Copy out every one of the rows below word for word, but omit the pictures.

Stored dataset items:

[START]

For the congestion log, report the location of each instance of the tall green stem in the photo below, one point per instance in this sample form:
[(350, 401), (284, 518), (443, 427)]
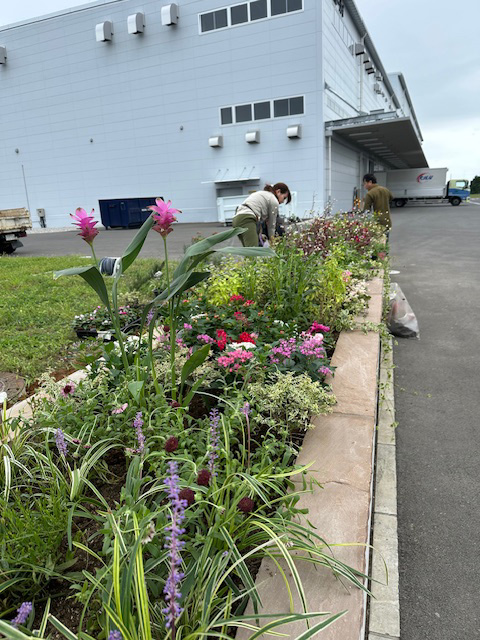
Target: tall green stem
[(173, 327)]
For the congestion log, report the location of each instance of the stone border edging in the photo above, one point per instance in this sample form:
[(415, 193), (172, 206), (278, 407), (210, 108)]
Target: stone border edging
[(384, 609), (342, 448)]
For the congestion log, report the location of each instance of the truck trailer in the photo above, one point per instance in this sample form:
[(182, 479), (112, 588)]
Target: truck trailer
[(423, 185), (13, 225)]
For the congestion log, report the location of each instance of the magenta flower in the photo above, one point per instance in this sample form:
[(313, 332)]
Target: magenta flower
[(164, 217), (120, 409), (86, 223), (68, 389)]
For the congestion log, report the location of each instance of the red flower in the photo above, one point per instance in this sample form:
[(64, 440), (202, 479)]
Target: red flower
[(171, 444), (188, 495), (203, 477), (246, 505), (246, 337), (222, 339)]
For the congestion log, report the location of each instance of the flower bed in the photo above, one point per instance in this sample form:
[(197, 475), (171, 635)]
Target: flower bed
[(157, 484)]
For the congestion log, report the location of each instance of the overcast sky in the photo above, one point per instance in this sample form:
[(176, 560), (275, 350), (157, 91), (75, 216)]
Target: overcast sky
[(434, 43)]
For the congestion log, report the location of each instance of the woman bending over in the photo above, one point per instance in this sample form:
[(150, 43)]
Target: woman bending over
[(261, 206)]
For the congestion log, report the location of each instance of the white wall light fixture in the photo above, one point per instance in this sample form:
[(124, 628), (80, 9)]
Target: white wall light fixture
[(104, 31), (294, 131), (216, 141), (169, 14), (252, 137), (357, 48), (136, 23)]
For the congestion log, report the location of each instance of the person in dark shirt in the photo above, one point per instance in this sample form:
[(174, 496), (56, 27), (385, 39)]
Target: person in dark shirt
[(378, 200)]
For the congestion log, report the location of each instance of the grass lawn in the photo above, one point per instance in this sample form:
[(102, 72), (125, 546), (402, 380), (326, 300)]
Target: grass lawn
[(36, 311)]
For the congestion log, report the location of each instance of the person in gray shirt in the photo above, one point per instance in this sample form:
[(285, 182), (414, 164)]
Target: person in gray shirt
[(260, 206)]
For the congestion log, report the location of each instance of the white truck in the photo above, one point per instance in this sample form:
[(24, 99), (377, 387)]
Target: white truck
[(13, 225), (423, 185)]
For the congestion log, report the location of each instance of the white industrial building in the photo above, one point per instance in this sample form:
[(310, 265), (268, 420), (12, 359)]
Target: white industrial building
[(199, 102)]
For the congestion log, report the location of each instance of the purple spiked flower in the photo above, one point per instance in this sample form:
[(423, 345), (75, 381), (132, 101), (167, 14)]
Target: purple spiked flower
[(60, 442), (246, 412), (174, 545), (214, 421), (23, 612), (138, 424)]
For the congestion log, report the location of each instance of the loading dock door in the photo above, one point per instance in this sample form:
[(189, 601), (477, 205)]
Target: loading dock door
[(126, 212)]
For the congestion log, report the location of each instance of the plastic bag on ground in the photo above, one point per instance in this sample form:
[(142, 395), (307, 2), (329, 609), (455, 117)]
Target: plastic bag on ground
[(401, 321)]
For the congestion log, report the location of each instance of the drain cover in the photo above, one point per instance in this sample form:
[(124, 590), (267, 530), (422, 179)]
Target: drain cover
[(11, 384)]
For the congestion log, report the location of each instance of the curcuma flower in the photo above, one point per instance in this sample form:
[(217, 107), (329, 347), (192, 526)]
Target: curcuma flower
[(86, 223), (68, 390), (23, 612), (60, 442), (174, 545), (164, 217)]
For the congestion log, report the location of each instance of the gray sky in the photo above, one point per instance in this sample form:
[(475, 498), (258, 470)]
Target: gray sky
[(434, 43)]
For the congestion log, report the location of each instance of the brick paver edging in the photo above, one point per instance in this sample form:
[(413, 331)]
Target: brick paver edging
[(341, 447)]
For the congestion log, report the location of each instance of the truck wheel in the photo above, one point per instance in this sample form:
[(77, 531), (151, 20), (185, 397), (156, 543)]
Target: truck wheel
[(7, 248)]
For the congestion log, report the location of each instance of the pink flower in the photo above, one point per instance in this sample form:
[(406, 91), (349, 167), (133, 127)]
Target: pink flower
[(120, 409), (68, 389), (163, 216), (234, 359), (86, 223)]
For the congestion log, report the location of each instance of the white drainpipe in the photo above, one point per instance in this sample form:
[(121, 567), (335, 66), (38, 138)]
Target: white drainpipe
[(328, 135)]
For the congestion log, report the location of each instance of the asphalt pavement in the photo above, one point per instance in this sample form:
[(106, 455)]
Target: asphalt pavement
[(112, 242), (436, 250)]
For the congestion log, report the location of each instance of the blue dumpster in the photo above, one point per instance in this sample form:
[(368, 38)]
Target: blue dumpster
[(125, 212)]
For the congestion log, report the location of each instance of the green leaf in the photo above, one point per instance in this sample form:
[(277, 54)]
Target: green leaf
[(259, 252), (205, 246), (62, 628), (194, 362), (136, 388), (133, 249), (92, 276), (12, 633)]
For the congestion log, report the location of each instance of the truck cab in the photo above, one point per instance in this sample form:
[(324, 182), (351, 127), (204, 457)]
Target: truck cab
[(457, 190)]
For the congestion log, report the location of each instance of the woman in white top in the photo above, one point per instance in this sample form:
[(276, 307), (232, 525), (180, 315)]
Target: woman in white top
[(261, 206)]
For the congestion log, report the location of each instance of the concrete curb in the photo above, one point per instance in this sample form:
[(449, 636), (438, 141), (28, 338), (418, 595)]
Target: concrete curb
[(384, 607)]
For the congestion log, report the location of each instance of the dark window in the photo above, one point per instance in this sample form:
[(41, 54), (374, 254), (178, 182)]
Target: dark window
[(280, 108), (221, 19), (278, 7), (207, 22), (294, 5), (226, 115), (296, 106), (261, 110), (239, 14), (258, 9), (243, 113)]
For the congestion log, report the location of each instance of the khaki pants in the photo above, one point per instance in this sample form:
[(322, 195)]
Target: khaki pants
[(250, 237)]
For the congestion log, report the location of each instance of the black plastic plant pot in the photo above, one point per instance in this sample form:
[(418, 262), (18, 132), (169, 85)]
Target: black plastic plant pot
[(86, 333)]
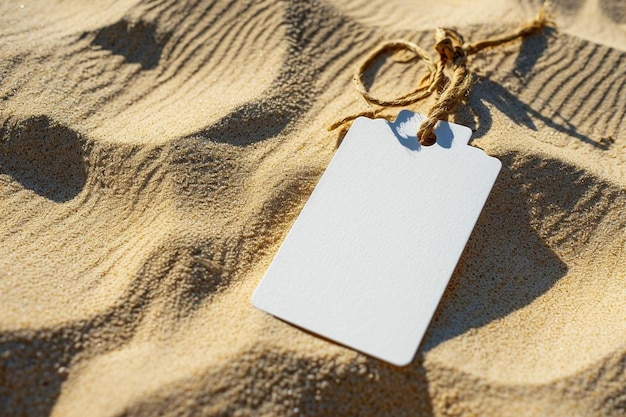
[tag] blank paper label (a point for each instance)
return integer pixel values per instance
(369, 257)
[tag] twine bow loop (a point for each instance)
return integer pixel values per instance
(448, 75)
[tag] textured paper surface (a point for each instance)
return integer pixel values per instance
(368, 259)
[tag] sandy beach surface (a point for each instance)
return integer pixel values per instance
(154, 154)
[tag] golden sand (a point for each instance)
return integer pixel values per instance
(153, 155)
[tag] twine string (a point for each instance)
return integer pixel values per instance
(452, 53)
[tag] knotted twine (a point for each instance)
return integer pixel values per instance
(452, 53)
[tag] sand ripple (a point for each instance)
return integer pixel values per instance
(153, 155)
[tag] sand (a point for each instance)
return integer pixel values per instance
(153, 155)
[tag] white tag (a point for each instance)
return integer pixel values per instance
(368, 259)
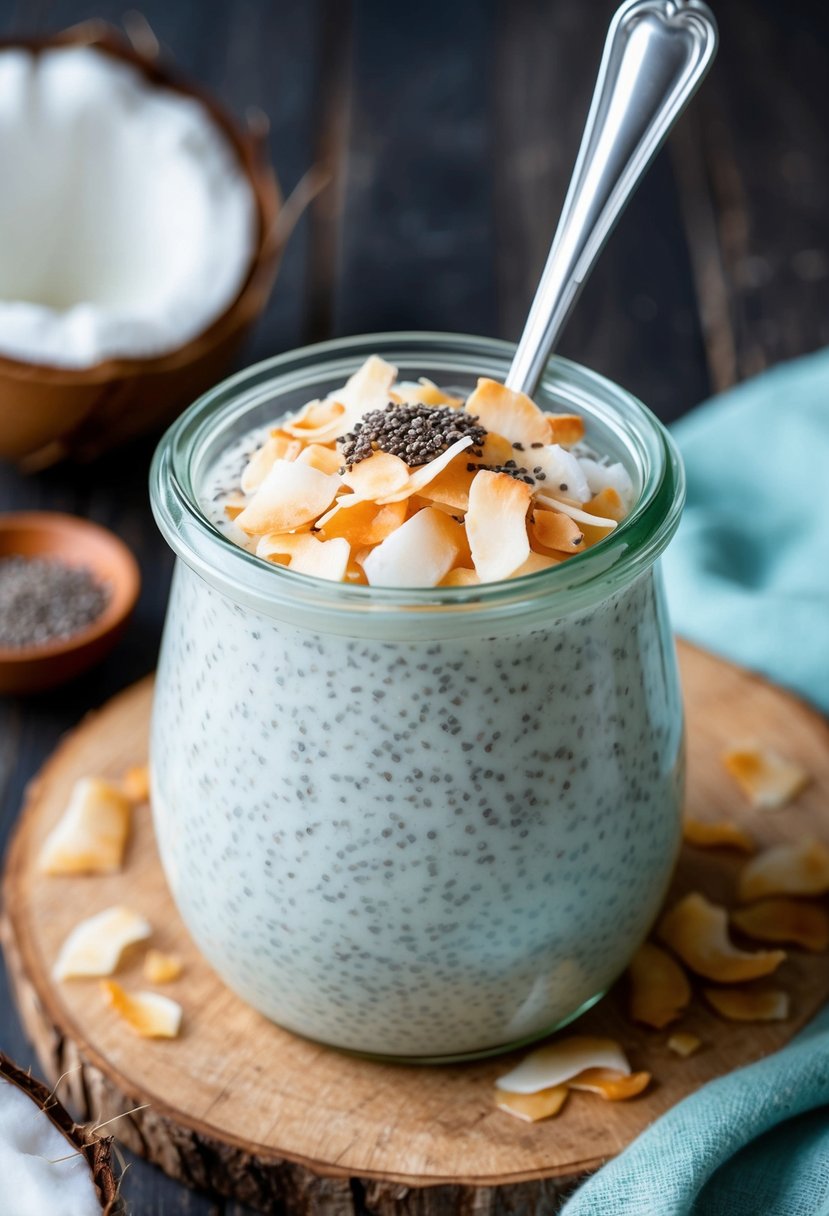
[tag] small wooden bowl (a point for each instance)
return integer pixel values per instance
(73, 541)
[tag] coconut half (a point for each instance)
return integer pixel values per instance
(49, 1163)
(140, 241)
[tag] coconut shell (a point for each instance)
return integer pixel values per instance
(97, 1149)
(50, 412)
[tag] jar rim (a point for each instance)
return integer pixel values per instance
(337, 607)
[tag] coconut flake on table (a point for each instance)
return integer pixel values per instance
(40, 1170)
(129, 223)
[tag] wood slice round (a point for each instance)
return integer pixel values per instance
(243, 1108)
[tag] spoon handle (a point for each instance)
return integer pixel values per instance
(655, 55)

[END]

Worked answer:
For the congestion log, report the location of each instance of the tall green stem in the photo below, one point per instance in this sample form:
[(350, 401), (284, 518), (443, 427)]
Target: tall green stem
[(173, 327)]
For the congestion log, report the location of each instance of the stone border edging in the photo above, one point per instance in this sample form:
[(415, 193), (172, 206), (278, 407), (210, 108)]
Target: stone border edging
[(384, 609), (342, 448)]
For the congestion log, report the location of each instance of the truck trailer in the photo above, one point per instance in this sample form:
[(182, 479), (112, 588)]
Target: truck trailer
[(423, 185), (13, 225)]
For the congestion log, report the location of each instance of the magenta flower in the photo above, one point per instance in this sample form:
[(313, 332)]
Target: magenta flower
[(164, 217), (120, 409), (86, 223), (68, 389)]
For the congestion log, report the location of each instance of the red flower in the photo above, one point per instance in this sample form:
[(64, 440), (202, 479)]
Target: red flower
[(171, 444), (188, 495), (203, 477), (246, 505), (246, 337), (222, 339)]
For the congestion log, report the location of each instance of the flower bed in the photo above, one point per instance in this sample form:
[(197, 475), (171, 635)]
Target: flower bed
[(157, 484)]
For the congestion log, report the location of each instance of the overcast sky in the photo above, one point per instance in this sample form:
[(176, 560), (275, 350), (157, 91), (75, 216)]
Target: overcast sky
[(434, 43)]
For the congestion log, report the location of each instance of the woman bending over in the photo above, one point per instance in this sample form:
[(150, 43)]
Target: woman bending over
[(261, 206)]
For the congestion log, report the location of each instance of the white wall light fixture in the photo above, one point per instance in this sample form:
[(124, 628), (80, 9)]
Target: white wall light fixture
[(104, 31), (294, 131), (216, 141), (169, 14), (252, 137), (357, 48), (136, 23)]
For the congestion log, report the location of each instance of the person in dark shirt in the photo above, one point per instance in this sample form:
[(174, 496), (56, 27), (385, 39)]
Target: person in dark shirt
[(378, 200)]
For the congestion log, report the location of each instance of the grass lawn in the photo above, one point per instance in this sample form:
[(102, 72), (125, 546), (402, 380), (326, 300)]
Target: grass lawn
[(36, 311)]
For the congestion log, report the location of each instance of the person in gray shirt in the photo above, one point per instance in this sample form:
[(285, 182), (414, 164)]
Target: person in gray shirt
[(260, 206)]
For the congestion log, report the location of each instance of the white truck in the photo above, one point per instance in this sample form:
[(24, 99), (377, 387)]
Target: white truck
[(13, 225), (423, 185)]
For the congestion log, report the location of each instance of the white industrial building in the photo above, one point per instance in this sample form:
[(310, 265), (268, 420), (12, 359)]
Target: white industrial building
[(199, 102)]
For the congestion log, report the location of each instance of the purple spiked flower in the photo above, one point per instance in this sample form:
[(423, 345), (75, 381), (132, 101), (167, 14)]
Target: purple spiked flower
[(60, 442), (246, 412), (174, 545), (214, 421), (23, 612), (138, 424)]
For the congestion log, report the location of each instance of the loading dock door in the photo above, one point per instance in this sample form:
[(189, 601), (477, 205)]
Target: loading dock door
[(126, 212)]
For the congestion log, report the location of each instance of the plastic bag on ground in the photo above, one point per instance in this sample form:
[(142, 395), (307, 2), (329, 609), (455, 117)]
Target: plastic bag on ground
[(401, 321)]
For the congestion log, report the location of each instance of the drain cover in the photo above, one point per instance in this sample form:
[(124, 590), (267, 530), (422, 179)]
Target: drain cover
[(11, 384)]
For the congestion log, report the location of each instance of the curcuma flower in the photo above, one point per instance in this sample form:
[(217, 107), (329, 347), (192, 526)]
Target: curcuma flower
[(86, 223), (68, 390), (23, 612), (60, 442), (174, 545), (164, 217)]
For the congestion log, report the location of each instance of the gray sky in the photo above, one point per instance in this sample form:
[(475, 498), (258, 470)]
Target: gray sky
[(434, 43)]
For the congestion log, report the location of each instance of the brick paver edging in the photo above, one point per instance in this sample form:
[(413, 331)]
Target: brick paver edging
[(341, 447)]
For the congestion log, report the location of each instance of the truck wheel in the photo above, one point per instance in this sample form:
[(77, 531), (151, 20), (185, 397), (156, 543)]
Target: truck wheel
[(7, 248)]
For the congestion log, report the location of each instance of the pink flower in the photo above, one point per instance in this sample form:
[(406, 91), (349, 167), (133, 127)]
Target: pink flower
[(120, 409), (68, 389), (163, 216), (234, 359), (86, 223)]
For the congestion log, report the location of each instance of the white drainpipe in the photo above, one point per instance in this sample form:
[(121, 567), (335, 66), (38, 138)]
Target: white drainpipe
[(328, 135)]
For the congestion log, report the location of each instance of the asphalt pavement in the photo above, one point per instance in this sample form:
[(106, 455)]
Target: asphalt pavement
[(112, 242), (436, 250)]
For the congestion log, report the location of each instance of the blue dumpster in the photo above, one point per instance in this sample form:
[(368, 38)]
Target: blue dumpster
[(125, 212)]
For the congestion log, report the location of each instance of the green leaf in the photo above, one point per instance in this sample form:
[(277, 54)]
Target: green leaf
[(259, 252), (205, 246), (62, 628), (194, 362), (136, 388), (133, 249), (92, 276), (12, 633)]
For the congestion log, report the location of each instance of the truck cab in the photo above, one point per instance in this sample form:
[(324, 182), (351, 127), (204, 457)]
Target: truck cab
[(457, 190)]
For the congestion log, report the location of each instance of the woman in white top in the photo above, one point per instance in this sample form:
[(276, 307), (232, 525), (180, 315)]
Target: woman in white top
[(261, 206)]
For the congestion log, report the location of each instance of the concrete curb in the photo above, one point per instance in this sample form:
[(449, 636), (438, 141), (28, 338), (418, 595)]
Target: concrete curb
[(384, 607)]
For the congestion log, report the location of each instance of the dark window in the photo above, one point per instance in this sample form:
[(41, 54), (374, 254), (178, 182)]
Target: dark window
[(280, 108), (221, 19), (278, 7), (207, 22), (294, 5), (226, 115), (296, 106), (261, 110), (239, 14), (258, 9), (243, 113)]
For the congestion log, report the location of each instance of the khaki pants in the photo above, one point per instance in this sample form:
[(322, 195)]
Target: khaki pants
[(250, 237)]
For the congestion log, report the location of each instance of the black plastic plant pot in the photo above, one point per instance in this sample form:
[(418, 262), (18, 132), (169, 85)]
Target: black plastic plant pot
[(86, 333)]
[tag] blank paper label (a point for each instance)
return integer pixel values per instance
(369, 257)
[tag] twine bow loop (a point for each instance)
return integer pixel values per instance
(448, 75)
[tag] textured paper surface (a point for each instance)
return integer pixel values per instance
(368, 259)
[tag] sandy beach surface (a point for each instance)
return integer pixel values per instance
(154, 154)
[tag] golden sand (a point for each instance)
return integer pixel values per instance
(153, 155)
[tag] twine string (a point for each instance)
return integer pixel values per instance
(452, 53)
[tag] knotted twine (a point for each instance)
return integer pixel values per instance
(452, 53)
[tag] sand ripple (a point for each instance)
return integer pixel values per instance
(153, 155)
[tag] sand (a point for each instance)
return integer pixel values per instance
(153, 155)
[tag] white tag (a point for each instance)
return integer pixel values per instance
(368, 259)
[tag] small wooden bowl (a point for each instance)
return integer pixel values per instance
(73, 541)
[tag] coconut half (a point for each instance)
return integer pixel values per instance
(49, 1163)
(140, 241)
[tag] coconut shell (a point for each instance)
return integer pixel values per instance
(97, 1149)
(50, 412)
[tag] jar rim (a point for each instance)
return integer pixel values per instance
(337, 607)
[tag] coconut flake on table (a point for each instance)
return integer pixel values per instance
(40, 1170)
(129, 223)
[tag] wood slice round (a point for each instance)
return integer pixel values per instance
(243, 1108)
[tag] spoon handle (a point for each instance)
return integer pixel values per instance
(655, 55)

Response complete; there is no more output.